§ **LISTED RECORDS**
>> START

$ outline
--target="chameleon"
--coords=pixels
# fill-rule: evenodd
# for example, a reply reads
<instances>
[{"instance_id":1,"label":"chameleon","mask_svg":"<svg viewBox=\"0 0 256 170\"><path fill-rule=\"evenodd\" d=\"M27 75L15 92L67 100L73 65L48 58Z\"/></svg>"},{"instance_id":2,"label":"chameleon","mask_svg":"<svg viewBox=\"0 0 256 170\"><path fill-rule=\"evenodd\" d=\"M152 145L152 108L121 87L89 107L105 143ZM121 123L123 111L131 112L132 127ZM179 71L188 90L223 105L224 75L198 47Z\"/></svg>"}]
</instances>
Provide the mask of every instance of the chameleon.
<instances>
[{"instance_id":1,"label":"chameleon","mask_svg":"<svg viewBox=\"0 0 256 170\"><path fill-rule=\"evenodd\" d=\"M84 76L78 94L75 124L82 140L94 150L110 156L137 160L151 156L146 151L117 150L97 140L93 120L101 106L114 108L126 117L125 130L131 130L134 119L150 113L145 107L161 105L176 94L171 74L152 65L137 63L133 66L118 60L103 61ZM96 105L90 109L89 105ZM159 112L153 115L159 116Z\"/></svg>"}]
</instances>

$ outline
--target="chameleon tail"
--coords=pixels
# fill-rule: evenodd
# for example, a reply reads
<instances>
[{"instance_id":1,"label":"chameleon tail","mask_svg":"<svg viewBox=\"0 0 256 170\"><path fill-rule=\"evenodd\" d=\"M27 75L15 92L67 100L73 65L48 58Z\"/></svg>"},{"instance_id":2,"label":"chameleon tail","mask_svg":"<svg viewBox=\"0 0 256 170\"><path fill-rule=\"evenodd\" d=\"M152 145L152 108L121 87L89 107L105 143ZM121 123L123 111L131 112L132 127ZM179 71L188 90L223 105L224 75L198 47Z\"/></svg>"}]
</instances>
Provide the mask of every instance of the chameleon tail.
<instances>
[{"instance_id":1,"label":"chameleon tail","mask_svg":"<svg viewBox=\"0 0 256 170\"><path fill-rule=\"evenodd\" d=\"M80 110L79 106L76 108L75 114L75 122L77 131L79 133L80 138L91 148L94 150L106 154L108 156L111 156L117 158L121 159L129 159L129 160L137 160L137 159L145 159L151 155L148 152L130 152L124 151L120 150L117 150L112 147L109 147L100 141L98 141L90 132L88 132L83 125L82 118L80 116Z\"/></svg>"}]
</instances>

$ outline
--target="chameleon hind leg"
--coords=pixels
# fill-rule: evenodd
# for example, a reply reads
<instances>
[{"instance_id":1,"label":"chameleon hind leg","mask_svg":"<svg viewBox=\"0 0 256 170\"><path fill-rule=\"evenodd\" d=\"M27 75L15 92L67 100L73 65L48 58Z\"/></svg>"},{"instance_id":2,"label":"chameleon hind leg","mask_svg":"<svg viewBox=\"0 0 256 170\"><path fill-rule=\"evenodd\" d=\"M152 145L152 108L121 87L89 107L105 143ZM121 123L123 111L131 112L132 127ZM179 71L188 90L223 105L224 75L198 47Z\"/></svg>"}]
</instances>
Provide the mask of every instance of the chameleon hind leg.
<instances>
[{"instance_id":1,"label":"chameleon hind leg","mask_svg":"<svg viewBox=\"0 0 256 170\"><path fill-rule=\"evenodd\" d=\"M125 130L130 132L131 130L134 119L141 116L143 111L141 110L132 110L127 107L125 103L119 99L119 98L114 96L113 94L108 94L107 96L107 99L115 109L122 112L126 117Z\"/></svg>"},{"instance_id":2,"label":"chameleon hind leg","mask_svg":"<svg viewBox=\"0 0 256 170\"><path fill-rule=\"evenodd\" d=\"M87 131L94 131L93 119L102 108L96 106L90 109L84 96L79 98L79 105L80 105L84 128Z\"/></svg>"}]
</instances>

>> END

§ **WHAT THE TASK ASKS**
Please collect every line of the records above that contains the string "tail", matching case exactly.

§ **ANSWER FOR THIS EXERCISE**
--target="chameleon tail"
[{"instance_id":1,"label":"chameleon tail","mask_svg":"<svg viewBox=\"0 0 256 170\"><path fill-rule=\"evenodd\" d=\"M27 75L15 92L67 100L73 65L48 58Z\"/></svg>"},{"instance_id":2,"label":"chameleon tail","mask_svg":"<svg viewBox=\"0 0 256 170\"><path fill-rule=\"evenodd\" d=\"M152 145L152 108L121 87L89 107L105 143ZM121 123L123 111L131 112L132 127ZM179 71L188 90L223 105L224 75L198 47Z\"/></svg>"}]
Provide the mask of every instance of the chameleon tail.
[{"instance_id":1,"label":"chameleon tail","mask_svg":"<svg viewBox=\"0 0 256 170\"><path fill-rule=\"evenodd\" d=\"M80 110L79 106L76 108L75 114L75 122L77 131L79 133L80 138L91 148L94 150L106 154L108 156L111 156L117 158L121 159L129 159L129 160L137 160L137 159L145 159L151 155L148 152L130 152L124 151L120 150L117 150L112 147L109 147L100 141L98 141L90 132L88 132L83 125L82 118L80 116Z\"/></svg>"}]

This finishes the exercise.